* _Exercise instructions_
In the records below, take each line from the one containing "Crossing-audit request: pin the blue fabric" through the one containing "(1200, 826)", including both, and give them as a JSON list of strings with one string per line and no blank lines.

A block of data
-*-
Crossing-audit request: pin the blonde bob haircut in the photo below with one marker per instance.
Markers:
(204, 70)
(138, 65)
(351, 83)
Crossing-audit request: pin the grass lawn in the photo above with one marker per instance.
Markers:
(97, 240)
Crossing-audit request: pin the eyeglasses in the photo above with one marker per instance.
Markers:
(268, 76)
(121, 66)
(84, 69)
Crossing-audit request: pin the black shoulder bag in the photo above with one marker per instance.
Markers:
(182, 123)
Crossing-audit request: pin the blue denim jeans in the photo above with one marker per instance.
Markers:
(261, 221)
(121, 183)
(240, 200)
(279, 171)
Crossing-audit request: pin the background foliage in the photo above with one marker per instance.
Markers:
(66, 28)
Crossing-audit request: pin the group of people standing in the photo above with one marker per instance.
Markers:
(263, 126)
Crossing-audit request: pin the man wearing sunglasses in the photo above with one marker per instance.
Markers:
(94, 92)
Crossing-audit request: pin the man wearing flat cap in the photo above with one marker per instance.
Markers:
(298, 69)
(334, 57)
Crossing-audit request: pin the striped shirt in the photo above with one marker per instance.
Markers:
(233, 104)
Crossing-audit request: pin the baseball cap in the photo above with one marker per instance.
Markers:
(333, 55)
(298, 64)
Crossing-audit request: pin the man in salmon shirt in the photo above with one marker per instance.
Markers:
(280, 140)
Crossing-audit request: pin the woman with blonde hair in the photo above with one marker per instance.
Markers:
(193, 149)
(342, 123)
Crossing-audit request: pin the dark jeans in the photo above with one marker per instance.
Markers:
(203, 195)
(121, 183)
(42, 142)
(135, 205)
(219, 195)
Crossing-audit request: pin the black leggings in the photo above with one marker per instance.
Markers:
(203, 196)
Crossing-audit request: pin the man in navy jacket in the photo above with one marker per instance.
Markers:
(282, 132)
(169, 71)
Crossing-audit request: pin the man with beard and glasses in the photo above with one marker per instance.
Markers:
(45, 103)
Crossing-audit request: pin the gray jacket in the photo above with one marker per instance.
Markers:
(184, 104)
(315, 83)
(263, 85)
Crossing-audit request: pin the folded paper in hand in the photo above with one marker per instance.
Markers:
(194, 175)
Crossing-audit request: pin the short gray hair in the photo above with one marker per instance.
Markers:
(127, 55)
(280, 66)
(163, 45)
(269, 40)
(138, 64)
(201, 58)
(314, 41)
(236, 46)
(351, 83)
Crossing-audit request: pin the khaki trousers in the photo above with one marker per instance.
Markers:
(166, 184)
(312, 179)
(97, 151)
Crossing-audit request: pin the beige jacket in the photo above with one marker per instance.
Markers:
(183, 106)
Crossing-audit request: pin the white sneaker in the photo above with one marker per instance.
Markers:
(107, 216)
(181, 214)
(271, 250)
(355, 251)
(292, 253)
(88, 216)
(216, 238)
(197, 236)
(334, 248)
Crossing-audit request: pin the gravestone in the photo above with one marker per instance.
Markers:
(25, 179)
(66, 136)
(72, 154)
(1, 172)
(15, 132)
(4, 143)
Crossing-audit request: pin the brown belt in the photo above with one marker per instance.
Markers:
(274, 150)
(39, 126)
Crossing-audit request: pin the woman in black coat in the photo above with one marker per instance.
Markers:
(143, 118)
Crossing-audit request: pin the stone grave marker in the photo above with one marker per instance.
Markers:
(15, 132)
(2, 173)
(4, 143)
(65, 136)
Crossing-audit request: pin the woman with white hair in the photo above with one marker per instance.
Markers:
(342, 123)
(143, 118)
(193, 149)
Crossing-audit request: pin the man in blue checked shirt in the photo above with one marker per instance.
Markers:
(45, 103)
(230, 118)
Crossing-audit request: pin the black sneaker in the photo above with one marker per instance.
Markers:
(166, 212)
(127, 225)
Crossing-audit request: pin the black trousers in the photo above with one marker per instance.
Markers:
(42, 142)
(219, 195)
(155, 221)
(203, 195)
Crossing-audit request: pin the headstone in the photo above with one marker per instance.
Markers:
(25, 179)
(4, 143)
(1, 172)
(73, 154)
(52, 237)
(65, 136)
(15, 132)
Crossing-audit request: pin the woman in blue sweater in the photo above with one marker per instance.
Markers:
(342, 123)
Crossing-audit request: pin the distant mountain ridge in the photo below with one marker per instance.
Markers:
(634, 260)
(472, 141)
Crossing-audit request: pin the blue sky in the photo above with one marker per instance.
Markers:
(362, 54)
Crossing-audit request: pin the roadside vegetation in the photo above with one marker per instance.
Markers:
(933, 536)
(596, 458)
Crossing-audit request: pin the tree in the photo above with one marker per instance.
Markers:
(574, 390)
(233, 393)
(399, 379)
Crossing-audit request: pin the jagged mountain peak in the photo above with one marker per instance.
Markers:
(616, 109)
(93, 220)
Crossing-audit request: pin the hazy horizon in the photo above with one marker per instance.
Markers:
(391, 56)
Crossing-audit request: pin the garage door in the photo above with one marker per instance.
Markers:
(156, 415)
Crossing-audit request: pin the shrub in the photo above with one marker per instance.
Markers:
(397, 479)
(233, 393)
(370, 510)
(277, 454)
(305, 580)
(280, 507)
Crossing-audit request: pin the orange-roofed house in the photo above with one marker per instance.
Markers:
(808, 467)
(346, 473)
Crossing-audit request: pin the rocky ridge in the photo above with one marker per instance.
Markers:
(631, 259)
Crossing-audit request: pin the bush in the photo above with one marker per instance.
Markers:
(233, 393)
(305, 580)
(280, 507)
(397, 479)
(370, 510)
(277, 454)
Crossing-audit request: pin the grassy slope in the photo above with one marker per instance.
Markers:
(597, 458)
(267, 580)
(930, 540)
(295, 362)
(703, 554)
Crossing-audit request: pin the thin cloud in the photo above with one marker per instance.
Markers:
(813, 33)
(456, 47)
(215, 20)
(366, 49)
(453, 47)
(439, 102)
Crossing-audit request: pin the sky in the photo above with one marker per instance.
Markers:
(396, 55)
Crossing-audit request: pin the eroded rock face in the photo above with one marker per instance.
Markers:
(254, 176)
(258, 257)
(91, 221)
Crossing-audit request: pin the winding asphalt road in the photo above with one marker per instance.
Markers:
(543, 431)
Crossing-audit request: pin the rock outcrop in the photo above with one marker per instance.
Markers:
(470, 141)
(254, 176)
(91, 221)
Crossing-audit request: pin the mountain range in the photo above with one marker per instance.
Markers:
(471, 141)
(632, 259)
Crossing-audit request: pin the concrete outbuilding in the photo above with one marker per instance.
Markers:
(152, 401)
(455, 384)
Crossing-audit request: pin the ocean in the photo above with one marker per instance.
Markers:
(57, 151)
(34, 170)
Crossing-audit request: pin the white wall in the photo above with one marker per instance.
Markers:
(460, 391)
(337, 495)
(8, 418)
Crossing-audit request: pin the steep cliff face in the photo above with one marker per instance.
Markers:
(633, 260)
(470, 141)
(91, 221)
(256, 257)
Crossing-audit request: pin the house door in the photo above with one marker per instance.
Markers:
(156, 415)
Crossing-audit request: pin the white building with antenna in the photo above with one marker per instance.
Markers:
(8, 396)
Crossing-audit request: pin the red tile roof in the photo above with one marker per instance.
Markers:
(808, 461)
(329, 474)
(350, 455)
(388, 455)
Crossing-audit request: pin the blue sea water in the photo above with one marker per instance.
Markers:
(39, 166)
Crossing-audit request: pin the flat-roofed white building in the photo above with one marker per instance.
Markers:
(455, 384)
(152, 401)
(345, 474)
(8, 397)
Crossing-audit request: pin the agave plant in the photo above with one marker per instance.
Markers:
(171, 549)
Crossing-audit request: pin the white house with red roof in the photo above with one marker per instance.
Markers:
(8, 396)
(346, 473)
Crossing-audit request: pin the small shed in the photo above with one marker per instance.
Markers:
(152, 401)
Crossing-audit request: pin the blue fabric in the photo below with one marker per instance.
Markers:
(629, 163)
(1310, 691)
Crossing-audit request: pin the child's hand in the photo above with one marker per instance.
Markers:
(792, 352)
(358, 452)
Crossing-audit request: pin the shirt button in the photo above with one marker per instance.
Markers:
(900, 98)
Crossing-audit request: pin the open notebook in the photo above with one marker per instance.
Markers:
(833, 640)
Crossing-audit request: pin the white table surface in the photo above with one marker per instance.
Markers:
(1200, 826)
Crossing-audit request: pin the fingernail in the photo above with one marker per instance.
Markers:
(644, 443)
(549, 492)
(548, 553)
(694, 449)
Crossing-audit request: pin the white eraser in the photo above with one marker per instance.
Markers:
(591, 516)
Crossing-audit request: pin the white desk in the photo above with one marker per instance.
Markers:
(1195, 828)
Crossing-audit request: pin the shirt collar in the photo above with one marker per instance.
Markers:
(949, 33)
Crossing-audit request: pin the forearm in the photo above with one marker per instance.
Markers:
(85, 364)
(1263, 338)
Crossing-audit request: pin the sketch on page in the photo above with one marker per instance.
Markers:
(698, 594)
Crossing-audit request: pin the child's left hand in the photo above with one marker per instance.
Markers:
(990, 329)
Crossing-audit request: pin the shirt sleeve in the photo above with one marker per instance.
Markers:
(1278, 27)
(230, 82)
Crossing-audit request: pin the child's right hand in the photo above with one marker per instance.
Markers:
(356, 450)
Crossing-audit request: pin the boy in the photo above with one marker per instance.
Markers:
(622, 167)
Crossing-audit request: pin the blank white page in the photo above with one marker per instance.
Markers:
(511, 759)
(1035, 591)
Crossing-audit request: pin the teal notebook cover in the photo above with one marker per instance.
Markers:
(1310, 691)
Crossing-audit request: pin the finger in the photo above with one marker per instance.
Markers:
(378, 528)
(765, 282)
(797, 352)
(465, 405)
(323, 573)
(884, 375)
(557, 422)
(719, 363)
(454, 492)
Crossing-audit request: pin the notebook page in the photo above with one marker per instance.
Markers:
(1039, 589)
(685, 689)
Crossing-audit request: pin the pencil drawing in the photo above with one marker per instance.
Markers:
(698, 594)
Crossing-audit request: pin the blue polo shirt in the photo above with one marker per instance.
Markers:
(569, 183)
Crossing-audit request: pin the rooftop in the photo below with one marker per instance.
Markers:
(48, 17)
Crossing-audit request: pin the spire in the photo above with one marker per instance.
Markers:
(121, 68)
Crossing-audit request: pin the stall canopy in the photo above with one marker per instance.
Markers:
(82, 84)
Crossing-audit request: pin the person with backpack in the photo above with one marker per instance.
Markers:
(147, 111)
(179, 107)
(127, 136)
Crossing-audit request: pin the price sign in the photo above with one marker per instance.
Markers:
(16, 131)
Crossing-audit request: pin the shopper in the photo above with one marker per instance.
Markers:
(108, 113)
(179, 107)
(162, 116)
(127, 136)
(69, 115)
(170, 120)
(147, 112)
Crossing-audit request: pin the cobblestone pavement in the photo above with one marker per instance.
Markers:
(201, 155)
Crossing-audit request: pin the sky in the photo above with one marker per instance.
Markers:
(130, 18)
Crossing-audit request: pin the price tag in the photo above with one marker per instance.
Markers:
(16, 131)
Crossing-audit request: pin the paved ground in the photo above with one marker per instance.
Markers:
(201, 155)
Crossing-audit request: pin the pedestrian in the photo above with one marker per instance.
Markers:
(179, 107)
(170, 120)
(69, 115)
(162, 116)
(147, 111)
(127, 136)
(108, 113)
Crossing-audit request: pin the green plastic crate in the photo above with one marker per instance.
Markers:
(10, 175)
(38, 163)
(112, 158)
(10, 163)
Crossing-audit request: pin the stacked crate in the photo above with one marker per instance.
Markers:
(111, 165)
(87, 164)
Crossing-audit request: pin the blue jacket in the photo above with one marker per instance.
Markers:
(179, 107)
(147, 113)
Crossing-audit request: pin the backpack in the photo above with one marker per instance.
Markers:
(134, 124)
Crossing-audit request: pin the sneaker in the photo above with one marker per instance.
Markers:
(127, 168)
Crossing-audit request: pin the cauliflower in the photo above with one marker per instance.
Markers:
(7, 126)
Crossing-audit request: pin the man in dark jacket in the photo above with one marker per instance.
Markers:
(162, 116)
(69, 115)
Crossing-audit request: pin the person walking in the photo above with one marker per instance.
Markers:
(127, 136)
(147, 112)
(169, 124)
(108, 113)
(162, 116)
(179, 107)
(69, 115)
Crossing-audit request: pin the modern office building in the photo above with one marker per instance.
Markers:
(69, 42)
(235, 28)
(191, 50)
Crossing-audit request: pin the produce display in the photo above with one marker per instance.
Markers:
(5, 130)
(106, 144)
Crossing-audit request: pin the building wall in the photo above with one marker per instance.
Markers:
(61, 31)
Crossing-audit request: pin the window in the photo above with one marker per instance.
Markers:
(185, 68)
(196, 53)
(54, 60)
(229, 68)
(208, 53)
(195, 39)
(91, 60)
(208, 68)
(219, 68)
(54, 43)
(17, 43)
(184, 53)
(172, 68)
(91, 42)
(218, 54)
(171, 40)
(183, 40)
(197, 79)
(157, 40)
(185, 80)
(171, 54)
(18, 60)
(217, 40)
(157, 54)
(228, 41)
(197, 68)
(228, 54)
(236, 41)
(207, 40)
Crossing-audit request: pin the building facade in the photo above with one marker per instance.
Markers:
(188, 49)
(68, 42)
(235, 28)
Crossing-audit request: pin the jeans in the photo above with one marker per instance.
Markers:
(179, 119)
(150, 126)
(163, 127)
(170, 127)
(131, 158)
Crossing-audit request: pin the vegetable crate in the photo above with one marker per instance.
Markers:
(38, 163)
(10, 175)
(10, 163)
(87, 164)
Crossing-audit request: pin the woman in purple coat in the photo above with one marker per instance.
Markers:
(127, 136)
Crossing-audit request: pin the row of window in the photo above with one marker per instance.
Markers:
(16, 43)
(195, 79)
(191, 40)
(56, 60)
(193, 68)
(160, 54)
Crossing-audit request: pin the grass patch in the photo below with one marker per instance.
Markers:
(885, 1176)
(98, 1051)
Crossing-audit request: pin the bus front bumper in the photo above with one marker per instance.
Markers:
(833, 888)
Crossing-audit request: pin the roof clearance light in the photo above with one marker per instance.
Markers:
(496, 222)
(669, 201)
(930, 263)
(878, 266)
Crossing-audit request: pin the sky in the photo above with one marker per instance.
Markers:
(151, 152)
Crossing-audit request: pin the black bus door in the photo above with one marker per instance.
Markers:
-*-
* _Output_
[
  "Crossing-audit request: pin the blue fabric in the photo below with one marker per instance.",
  "Markers:",
  "(629, 163)",
  "(1310, 691)",
  "Crossing-audit request: pin the child's hand in the photo above with one marker per instance.",
  "Markers:",
  "(792, 352)",
  "(358, 452)",
  "Crossing-audit request: pin the shirt button in the photo above with one marker per instance.",
  "Markers:",
  "(900, 98)",
  "Crossing-audit request: pin the open notebook in the photo above with one marker per instance.",
  "Markers:",
  "(833, 640)",
  "Crossing-audit request: pin the white table surface in the photo above with one marker per instance.",
  "Markers:",
  "(1200, 826)"
]